### TASK DIRECTIONS
Copy out the material below, replacing "integer pixel values" with "whole-number pixel coordinates" wherever it occurs and leaving all other text unchanged.

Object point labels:
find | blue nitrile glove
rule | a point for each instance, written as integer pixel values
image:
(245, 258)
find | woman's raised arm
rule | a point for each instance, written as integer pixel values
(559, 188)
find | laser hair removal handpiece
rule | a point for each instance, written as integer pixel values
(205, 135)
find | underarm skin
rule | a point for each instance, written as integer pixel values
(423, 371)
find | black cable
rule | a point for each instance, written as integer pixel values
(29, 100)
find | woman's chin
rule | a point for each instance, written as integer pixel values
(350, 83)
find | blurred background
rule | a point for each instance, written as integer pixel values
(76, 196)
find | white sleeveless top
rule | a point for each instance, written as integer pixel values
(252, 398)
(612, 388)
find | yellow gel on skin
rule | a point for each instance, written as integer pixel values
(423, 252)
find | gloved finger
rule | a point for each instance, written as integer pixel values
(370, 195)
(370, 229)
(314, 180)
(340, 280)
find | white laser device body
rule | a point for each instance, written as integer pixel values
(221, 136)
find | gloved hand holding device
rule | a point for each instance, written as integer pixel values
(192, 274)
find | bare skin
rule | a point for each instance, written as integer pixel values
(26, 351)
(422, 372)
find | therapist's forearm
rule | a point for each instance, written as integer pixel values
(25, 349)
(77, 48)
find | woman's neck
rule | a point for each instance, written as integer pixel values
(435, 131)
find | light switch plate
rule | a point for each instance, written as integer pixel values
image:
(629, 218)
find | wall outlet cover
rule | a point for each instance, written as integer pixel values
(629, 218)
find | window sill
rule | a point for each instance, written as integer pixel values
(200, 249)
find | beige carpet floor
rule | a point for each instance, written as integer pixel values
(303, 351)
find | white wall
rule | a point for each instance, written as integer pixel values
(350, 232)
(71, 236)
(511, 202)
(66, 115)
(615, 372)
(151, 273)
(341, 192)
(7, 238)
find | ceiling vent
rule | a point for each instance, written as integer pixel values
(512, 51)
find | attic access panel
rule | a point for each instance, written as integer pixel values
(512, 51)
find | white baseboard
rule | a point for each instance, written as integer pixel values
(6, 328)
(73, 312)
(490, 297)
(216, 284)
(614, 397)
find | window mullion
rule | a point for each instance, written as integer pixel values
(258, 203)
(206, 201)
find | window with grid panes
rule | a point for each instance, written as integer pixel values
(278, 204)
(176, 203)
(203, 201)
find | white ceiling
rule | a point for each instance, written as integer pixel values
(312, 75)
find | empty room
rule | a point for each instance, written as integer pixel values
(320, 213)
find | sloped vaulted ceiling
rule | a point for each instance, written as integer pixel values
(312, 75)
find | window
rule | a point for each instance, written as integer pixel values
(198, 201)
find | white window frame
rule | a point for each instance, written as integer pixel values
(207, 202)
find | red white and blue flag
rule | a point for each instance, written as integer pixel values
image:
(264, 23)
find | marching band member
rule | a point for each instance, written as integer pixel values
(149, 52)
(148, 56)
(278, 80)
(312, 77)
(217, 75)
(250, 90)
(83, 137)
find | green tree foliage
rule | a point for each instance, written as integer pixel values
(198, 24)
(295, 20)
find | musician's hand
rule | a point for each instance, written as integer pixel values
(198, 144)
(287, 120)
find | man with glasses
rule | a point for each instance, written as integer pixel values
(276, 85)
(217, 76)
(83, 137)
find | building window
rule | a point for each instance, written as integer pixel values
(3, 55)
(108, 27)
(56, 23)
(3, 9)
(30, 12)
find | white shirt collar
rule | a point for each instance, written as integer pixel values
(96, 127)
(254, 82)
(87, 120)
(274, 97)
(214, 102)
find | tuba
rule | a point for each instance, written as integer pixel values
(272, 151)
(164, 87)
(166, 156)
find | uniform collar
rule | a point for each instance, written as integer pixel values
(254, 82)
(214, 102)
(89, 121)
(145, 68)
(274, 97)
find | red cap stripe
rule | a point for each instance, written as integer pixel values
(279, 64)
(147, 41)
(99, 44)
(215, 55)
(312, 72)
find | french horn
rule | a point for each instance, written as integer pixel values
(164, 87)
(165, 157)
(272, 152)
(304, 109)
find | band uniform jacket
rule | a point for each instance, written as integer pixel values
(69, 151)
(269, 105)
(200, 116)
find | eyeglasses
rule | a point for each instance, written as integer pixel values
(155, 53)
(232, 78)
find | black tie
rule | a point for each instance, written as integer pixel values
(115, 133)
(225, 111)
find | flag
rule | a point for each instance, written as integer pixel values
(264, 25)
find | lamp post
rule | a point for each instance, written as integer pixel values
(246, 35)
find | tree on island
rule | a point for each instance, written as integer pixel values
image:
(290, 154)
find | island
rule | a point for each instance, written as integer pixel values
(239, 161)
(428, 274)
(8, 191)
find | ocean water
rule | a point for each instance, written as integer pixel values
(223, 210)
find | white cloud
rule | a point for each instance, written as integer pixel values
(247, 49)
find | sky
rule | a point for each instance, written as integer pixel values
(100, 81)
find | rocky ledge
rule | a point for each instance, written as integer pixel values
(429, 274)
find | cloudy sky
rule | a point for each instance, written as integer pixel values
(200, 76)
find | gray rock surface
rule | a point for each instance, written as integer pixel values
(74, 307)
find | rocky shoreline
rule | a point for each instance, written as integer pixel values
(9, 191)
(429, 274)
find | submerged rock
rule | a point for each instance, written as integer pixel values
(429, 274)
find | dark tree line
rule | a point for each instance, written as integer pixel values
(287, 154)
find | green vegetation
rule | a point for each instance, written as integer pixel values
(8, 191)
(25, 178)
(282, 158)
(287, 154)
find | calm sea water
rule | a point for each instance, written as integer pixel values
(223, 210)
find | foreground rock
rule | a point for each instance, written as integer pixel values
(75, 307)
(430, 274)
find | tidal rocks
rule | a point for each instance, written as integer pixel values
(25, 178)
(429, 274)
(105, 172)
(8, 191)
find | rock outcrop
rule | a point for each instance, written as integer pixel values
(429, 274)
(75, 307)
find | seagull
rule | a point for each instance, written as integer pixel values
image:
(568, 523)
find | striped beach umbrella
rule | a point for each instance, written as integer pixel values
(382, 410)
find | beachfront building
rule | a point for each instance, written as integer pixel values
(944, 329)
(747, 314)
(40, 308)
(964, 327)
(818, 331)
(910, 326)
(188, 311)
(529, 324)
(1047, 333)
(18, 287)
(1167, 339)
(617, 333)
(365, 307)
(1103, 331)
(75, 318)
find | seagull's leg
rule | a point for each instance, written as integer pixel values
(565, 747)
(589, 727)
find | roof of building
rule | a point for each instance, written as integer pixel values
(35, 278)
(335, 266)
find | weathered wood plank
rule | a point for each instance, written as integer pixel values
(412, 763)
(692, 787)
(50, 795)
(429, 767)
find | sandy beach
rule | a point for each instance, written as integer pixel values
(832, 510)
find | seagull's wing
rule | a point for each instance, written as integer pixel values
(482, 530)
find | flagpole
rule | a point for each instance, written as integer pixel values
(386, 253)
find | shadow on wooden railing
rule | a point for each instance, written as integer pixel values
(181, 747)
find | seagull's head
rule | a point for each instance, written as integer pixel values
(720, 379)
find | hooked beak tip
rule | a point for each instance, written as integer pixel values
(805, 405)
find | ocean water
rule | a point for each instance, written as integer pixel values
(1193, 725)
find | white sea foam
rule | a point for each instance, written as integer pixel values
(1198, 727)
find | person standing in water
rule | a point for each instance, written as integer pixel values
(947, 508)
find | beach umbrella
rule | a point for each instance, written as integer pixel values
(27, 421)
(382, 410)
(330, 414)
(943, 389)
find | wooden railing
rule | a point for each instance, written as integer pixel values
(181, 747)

### SOLUTION TO THIS EXERCISE
find | blue nitrile glove
rule | a point for each instance, written as whole-number pixel coordinates
image:
(245, 258)
find | woman's raised arm
rule | a point for each instance, written as whole-number pixel coordinates
(559, 188)
find | laser hair removal handpiece
rule | a point for each instance, written as whole-number pixel coordinates
(205, 135)
find | underarm skin
rule | a point for each instance, written as whole-number pixel coordinates
(423, 371)
find | black cable
rule | a point for each instance, written as whole-number pixel coordinates
(29, 100)
find | woman's chin
rule | a point for each instance, written as whole-number pixel coordinates
(350, 83)
find | blurred background
rule | a point for each instance, written as whole-number pixel coordinates
(76, 196)
find | white sleeveless top
rule | a point for each instance, written as whole-number pixel coordinates
(252, 398)
(612, 388)
find | yellow gel on skin
rule | a point for each instance, written as whole-number pixel coordinates
(423, 252)
find | gloved finger
rule | a point for each instance, written as whole-number pixel coordinates
(370, 195)
(370, 229)
(314, 180)
(340, 280)
find | white laser device body
rule | a point for each instance, written as whole-number pixel coordinates
(221, 136)
find | gloved hand holding device
rule | a point for each instance, written as whole-number pixel coordinates
(192, 274)
find | bare skin
rule | a point for each instance, written as whole-number pixel coordinates
(26, 351)
(422, 372)
find | therapist's forearm
rule | a point for each instance, written as whole-number pixel coordinates
(25, 349)
(77, 48)
find | woman's neck
rule | a point for each instance, written as whole-number pixel coordinates
(435, 131)
find | light switch plate
rule | a point for each instance, written as whole-number pixel coordinates
image:
(629, 218)
find | wall outlet cover
rule | a point for each instance, written as whole-number pixel coordinates
(629, 218)
find | window sill
rule | a point for each instance, written as whole-number pixel coordinates
(200, 249)
find | beige carpet floor
rule | a point for each instance, written as whole-number pixel coordinates
(303, 351)
find | white wall
rule | a point for each instance, written as whole-number pixel coordinates
(350, 232)
(71, 236)
(511, 202)
(66, 115)
(615, 372)
(151, 273)
(341, 192)
(7, 238)
find | ceiling vent
rule | a point for each instance, written as whole-number pixel coordinates
(512, 51)
find | attic access panel
rule | a point for each instance, written as whole-number pixel coordinates
(512, 51)
find | white baseboard
rule | a point for each instance, written as whole-number pixel coordinates
(6, 328)
(73, 312)
(490, 297)
(216, 284)
(614, 397)
find | window mullion
rule | a point for each instance, written as whole-number pixel coordinates
(258, 203)
(206, 201)
find | window with grid panes
rule | a point for each instance, written as whole-number pixel coordinates
(278, 204)
(176, 203)
(203, 201)
find | white ceiling
rule | a point for each instance, written as whole-number pixel coordinates
(312, 75)
find | empty room
rule | a point for each instance, written as whole-number pixel coordinates
(320, 213)
find | sloped vaulted ceiling
rule | a point for each instance, written as whole-number pixel coordinates
(312, 75)
find | window
rule | a point for each instance, written as whole-number pixel coordinates
(198, 201)
find | white window frame
rule | a point for each instance, written as whole-number pixel coordinates
(207, 202)
find | red white and blue flag
rule | a point for each instance, written as whole-number pixel coordinates
image:
(264, 23)
find | marching band member
rule | a point for each instance, written as whole-number pixel coordinates
(149, 52)
(148, 56)
(278, 80)
(312, 77)
(217, 75)
(250, 90)
(83, 137)
find | green tree foliage
rule | a point for each instance, written as whole-number pixel coordinates
(198, 24)
(295, 20)
find | musician's hand
rule | a point for each instance, written as whole-number pixel coordinates
(198, 144)
(287, 120)
find | man with glasses
rule | a point for each instance, written as whole-number pixel coordinates
(276, 85)
(217, 76)
(83, 137)
find | building window
rule | a point for each instance, written as whole-number pixel coordinates
(3, 55)
(108, 27)
(56, 23)
(3, 9)
(30, 12)
find | white shirt collar
rule | a point for each instance, written as whole-number pixel coordinates
(96, 127)
(254, 82)
(87, 120)
(274, 97)
(214, 102)
find | tuba
rule | a point for each instance, written as whole-number pixel coordinates
(272, 151)
(164, 87)
(166, 156)
find | uniform collar
rule | a point for each instance, written as whole-number pixel coordinates
(254, 82)
(214, 102)
(89, 121)
(145, 68)
(274, 97)
find | red cap stripe
rule | a point for each instance, written as whole-number pixel coordinates
(279, 64)
(147, 41)
(99, 44)
(215, 55)
(312, 72)
find | french horn
rule | a point for each instance, written as whole-number pixel coordinates
(164, 87)
(165, 157)
(272, 152)
(304, 109)
find | band uniform jacket
rule | a point for each instance, written as whole-number pixel coordinates
(69, 151)
(269, 105)
(200, 116)
find | eyeglasses
rule | a point for each instance, written as whole-number pixel coordinates
(155, 53)
(232, 78)
find | black tie
rule | a point for each instance, written as whole-number pixel coordinates
(115, 133)
(225, 111)
find | flag
rule | a point for each instance, written as whole-number pixel coordinates
(264, 25)
find | lamp post
rule | a point for each instance, written as whole-number pixel coordinates
(246, 35)
find | tree on island
rule | a point for each instance, written as whole-number pixel coordinates
image:
(290, 154)
find | island
rule | a point for each instance, written as whole-number pixel coordinates
(239, 161)
(428, 274)
(8, 191)
find | ocean water
rule | a point for each instance, written as whole-number pixel coordinates
(223, 210)
find | white cloud
rule | a point for each instance, written as whole-number pixel coordinates
(247, 49)
find | sky
rule | a point for each instance, written as whole-number pixel coordinates
(100, 81)
find | rocky ledge
rule | a point for each instance, written as whole-number pixel coordinates
(429, 274)
find | cloudy sky
rule | a point for each instance, written as whole-number pixel coordinates
(200, 76)
find | gray rock surface
rule | a point for each instance, written as whole-number pixel coordinates
(74, 307)
find | rocky shoreline
rule | a point for each instance, written as whole-number pixel coordinates
(9, 191)
(429, 274)
find | submerged rock
rule | a point for each instance, written as whole-number pixel coordinates
(429, 274)
find | dark tree line
rule | a point for each instance, written as whole-number pixel coordinates
(287, 154)
find | green vegetation
rule | a point for each instance, written as whole-number pixel coordinates
(8, 191)
(25, 178)
(282, 158)
(287, 154)
find | calm sea water
rule | a point for each instance, written as whole-number pixel coordinates
(223, 210)
find | foreground rock
rule | a point for each instance, written as whole-number pixel coordinates
(75, 307)
(430, 274)
find | tidal rocks
rule | a point for each instance, written as whole-number pixel coordinates
(25, 178)
(429, 274)
(105, 172)
(8, 191)
find | rock outcrop
rule | a point for each instance, written as whole-number pixel coordinates
(429, 274)
(75, 307)
find | seagull
rule | a point for each instance, written as whole-number pixel coordinates
image:
(568, 523)
find | striped beach umbrella
rule | a point for each instance, written as whole-number pixel coordinates
(382, 410)
find | beachfront building
rule | a point for each instance, written as whole-number pixel coordinates
(944, 329)
(747, 314)
(40, 308)
(964, 327)
(818, 331)
(910, 326)
(188, 311)
(529, 324)
(1047, 333)
(18, 287)
(1167, 339)
(617, 333)
(365, 307)
(1103, 331)
(75, 318)
find | seagull's leg
rule | a point for each instance, written as whole-number pixel coordinates
(565, 747)
(589, 727)
find | roof of building
rule | a point for each instance, written as whole-number pixel coordinates
(35, 278)
(335, 266)
find | weathered wood plank
rule | a point for each instance, written as whole-number pixel coordinates
(412, 763)
(692, 787)
(50, 795)
(429, 767)
find | sandy beach
rule | a point for each instance, written as whole-number pixel coordinates
(832, 510)
find | seagull's wing
rule | a point for each instance, written as whole-number pixel coordinates
(482, 530)
find | flagpole
rule | a point for each instance, written as whole-number pixel coordinates
(386, 253)
find | shadow on wooden railing
rule | a point for each instance, written as whole-number pixel coordinates
(181, 747)
find | seagull's head
rule | a point for each instance, written as whole-number pixel coordinates
(720, 379)
find | hooked beak tip
rule | a point for each instance, written as whole-number pixel coordinates
(805, 405)
find | ocean water
rule | a point for each instance, written as whole-number pixel coordinates
(1193, 725)
find | white sea foam
rule | a point for each instance, written as whole-number pixel coordinates
(1198, 727)
find | person standing in water
rule | a point for each instance, written as whole-number pixel coordinates
(947, 508)
find | beach umbrella
rule | a point for each instance, written as whole-number pixel coordinates
(27, 421)
(382, 410)
(330, 414)
(943, 389)
find | wooden railing
rule | a point for each instance, written as whole-number pixel coordinates
(181, 747)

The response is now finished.